# start of Data to use

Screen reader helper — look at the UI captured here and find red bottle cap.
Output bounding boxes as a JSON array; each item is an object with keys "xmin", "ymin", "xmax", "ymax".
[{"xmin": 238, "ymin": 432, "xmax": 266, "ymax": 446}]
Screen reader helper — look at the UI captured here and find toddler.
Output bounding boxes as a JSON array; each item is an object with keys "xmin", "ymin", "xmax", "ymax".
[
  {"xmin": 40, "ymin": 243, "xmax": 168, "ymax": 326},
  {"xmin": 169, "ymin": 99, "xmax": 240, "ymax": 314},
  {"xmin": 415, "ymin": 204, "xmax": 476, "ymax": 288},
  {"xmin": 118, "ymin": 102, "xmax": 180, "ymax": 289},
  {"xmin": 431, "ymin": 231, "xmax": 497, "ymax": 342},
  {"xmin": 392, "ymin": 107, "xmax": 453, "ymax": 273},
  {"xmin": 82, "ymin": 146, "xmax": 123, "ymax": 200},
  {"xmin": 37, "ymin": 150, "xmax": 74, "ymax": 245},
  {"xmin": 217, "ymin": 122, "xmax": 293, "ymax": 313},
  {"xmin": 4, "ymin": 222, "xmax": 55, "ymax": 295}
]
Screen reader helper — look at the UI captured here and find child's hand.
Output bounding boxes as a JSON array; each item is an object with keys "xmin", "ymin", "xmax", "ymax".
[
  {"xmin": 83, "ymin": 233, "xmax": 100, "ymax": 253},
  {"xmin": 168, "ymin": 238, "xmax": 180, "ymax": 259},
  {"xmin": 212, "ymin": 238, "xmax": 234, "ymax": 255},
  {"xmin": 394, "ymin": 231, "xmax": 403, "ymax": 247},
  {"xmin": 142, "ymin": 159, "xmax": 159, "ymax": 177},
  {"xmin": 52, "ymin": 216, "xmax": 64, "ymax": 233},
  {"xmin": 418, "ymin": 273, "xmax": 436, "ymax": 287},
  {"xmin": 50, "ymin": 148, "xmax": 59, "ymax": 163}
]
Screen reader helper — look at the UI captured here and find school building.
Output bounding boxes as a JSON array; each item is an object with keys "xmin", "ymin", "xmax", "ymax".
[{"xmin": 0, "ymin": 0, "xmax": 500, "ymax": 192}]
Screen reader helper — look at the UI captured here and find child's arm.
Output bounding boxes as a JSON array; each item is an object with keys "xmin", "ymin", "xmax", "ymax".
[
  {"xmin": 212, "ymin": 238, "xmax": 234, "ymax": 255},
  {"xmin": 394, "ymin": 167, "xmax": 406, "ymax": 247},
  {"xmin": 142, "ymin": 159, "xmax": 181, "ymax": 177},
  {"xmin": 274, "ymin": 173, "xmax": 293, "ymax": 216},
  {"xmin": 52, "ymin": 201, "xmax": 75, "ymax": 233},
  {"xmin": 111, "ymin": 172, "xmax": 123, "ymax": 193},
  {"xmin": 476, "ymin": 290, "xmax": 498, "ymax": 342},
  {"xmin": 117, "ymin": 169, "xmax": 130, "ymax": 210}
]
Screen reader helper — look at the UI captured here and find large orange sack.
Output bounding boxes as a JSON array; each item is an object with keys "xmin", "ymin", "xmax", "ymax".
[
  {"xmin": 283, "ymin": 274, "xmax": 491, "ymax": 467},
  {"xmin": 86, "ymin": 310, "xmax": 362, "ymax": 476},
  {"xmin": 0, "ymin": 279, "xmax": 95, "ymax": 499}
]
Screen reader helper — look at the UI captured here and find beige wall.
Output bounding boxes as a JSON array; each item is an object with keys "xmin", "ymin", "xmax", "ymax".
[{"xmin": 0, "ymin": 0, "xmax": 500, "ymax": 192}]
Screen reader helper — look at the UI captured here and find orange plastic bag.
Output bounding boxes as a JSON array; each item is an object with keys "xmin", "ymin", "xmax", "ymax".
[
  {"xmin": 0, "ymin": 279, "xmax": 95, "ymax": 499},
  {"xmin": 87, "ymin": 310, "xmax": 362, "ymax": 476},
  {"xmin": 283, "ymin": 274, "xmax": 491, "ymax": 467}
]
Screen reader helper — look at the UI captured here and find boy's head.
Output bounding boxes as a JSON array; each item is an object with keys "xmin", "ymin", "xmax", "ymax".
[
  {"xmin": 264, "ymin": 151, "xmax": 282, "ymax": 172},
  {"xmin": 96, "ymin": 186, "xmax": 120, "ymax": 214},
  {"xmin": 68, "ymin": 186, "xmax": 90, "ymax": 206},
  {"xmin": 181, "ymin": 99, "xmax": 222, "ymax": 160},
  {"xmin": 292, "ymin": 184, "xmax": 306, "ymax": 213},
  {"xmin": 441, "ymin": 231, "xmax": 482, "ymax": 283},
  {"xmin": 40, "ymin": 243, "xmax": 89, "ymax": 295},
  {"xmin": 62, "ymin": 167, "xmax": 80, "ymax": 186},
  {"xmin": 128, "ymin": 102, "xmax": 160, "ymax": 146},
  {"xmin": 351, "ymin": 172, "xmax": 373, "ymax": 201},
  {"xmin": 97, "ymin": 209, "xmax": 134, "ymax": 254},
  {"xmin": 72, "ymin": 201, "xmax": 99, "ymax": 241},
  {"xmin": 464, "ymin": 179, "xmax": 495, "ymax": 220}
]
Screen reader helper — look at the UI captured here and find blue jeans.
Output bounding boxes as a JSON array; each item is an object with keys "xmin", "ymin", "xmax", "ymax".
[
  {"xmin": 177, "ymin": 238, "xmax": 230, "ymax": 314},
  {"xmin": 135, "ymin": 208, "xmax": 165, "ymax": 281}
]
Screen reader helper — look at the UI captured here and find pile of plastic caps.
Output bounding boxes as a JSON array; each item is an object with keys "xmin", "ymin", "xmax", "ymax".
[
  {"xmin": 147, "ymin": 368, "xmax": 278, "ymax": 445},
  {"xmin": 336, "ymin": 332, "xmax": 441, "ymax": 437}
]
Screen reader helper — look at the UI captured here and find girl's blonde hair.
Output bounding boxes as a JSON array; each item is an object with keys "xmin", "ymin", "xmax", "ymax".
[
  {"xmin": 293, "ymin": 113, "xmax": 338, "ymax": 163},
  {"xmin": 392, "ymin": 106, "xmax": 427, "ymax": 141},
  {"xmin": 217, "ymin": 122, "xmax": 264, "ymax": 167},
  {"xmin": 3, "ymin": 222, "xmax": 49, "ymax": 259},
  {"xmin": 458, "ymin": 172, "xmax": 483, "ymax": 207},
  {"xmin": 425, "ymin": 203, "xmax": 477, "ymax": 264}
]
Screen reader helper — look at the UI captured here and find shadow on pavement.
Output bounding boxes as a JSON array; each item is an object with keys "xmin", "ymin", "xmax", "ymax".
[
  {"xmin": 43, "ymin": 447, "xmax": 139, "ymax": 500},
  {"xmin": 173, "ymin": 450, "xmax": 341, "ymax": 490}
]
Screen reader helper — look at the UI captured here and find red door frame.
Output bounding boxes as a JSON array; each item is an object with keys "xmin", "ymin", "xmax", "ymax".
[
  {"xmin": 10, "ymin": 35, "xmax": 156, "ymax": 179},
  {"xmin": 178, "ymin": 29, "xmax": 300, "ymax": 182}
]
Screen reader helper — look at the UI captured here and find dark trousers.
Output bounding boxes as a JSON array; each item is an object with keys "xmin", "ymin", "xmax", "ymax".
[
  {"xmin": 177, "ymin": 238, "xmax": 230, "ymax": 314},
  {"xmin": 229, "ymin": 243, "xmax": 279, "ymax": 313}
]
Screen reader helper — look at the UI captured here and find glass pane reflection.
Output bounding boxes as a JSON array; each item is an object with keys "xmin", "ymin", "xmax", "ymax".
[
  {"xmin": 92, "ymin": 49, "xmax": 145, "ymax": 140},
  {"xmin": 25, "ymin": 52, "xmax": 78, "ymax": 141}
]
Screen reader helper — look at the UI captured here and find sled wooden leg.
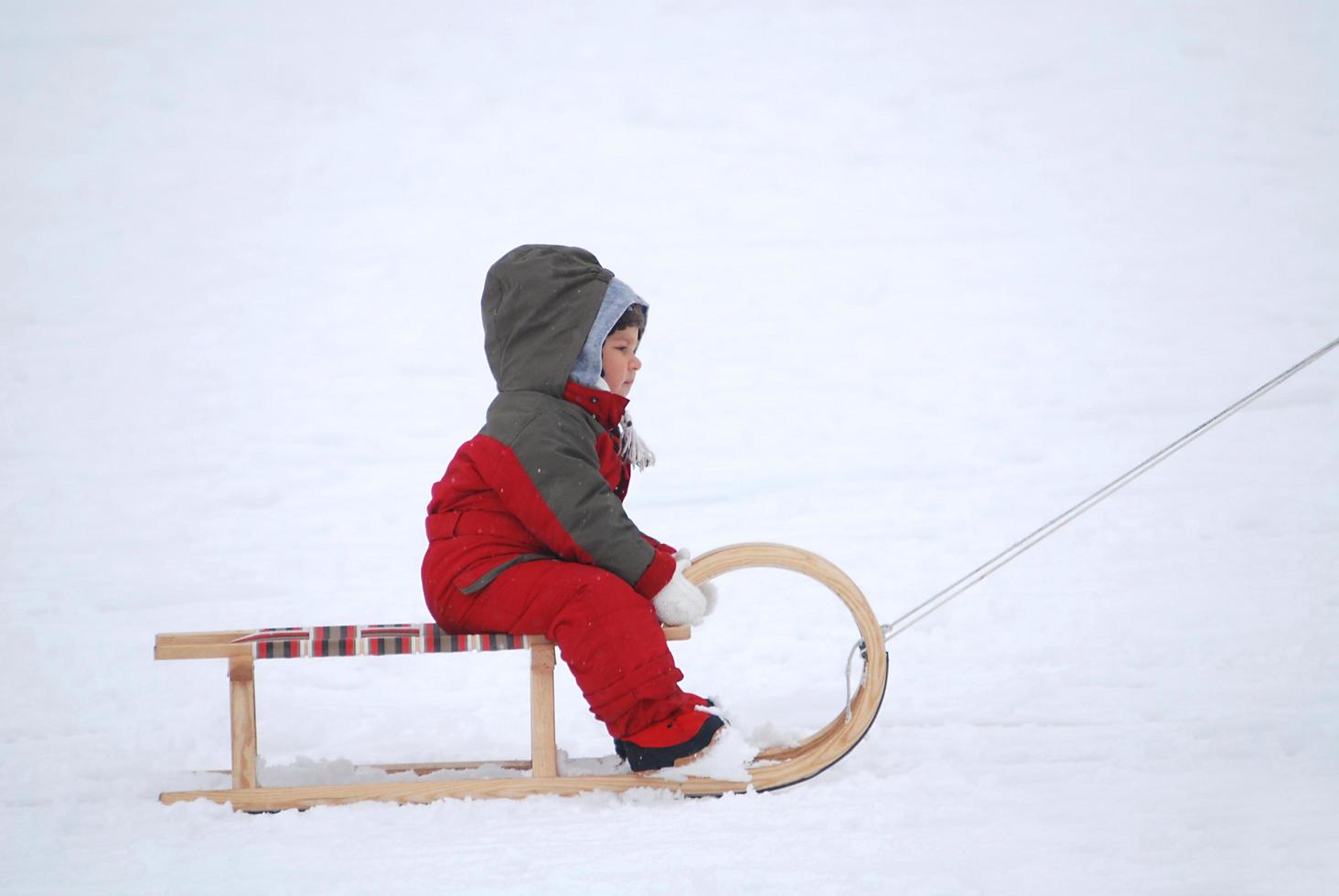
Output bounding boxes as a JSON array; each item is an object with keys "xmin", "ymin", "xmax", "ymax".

# end of Data to use

Your task >> Reproduce the records from the line containing "red door frame." through the end of the records, both ends included, with every bounding-box coordinate in the answers multiplied by 1.45 and rounded to the nearest whole number, halves rounded up, and the requests left as they are. Omit the pictures from your reproduction.

Response to this task >>
Screen reader helper — look at the UI captured here and find red door frame.
Output bounding boxes as a JSON array; each item is an object with keys "xmin", "ymin", "xmax", "ymax".
[
  {"xmin": 15, "ymin": 51, "xmax": 226, "ymax": 260},
  {"xmin": 258, "ymin": 42, "xmax": 435, "ymax": 264}
]
Screen reader helper — look at the UI captured here and find dark trousers.
Output bounding boxes as a JSON array; each item is an object with keys "xmin", "ymin", "xmax", "ymax".
[
  {"xmin": 257, "ymin": 345, "xmax": 334, "ymax": 455},
  {"xmin": 332, "ymin": 352, "xmax": 405, "ymax": 454}
]
Screen reader helper — look at the UI captured here and find glass pane reflection.
Output bounding boxes as a JSON array; each item is an object with keys "xmin", "ymin", "xmax", "ymax".
[
  {"xmin": 133, "ymin": 71, "xmax": 210, "ymax": 203},
  {"xmin": 36, "ymin": 75, "xmax": 113, "ymax": 204}
]
Screen reader helper — look at the UI captured here and find sled wooden leg.
Output bounding boxes as a JSON array; each item is an object with keys "xmin", "ymin", "xmax", "ymax".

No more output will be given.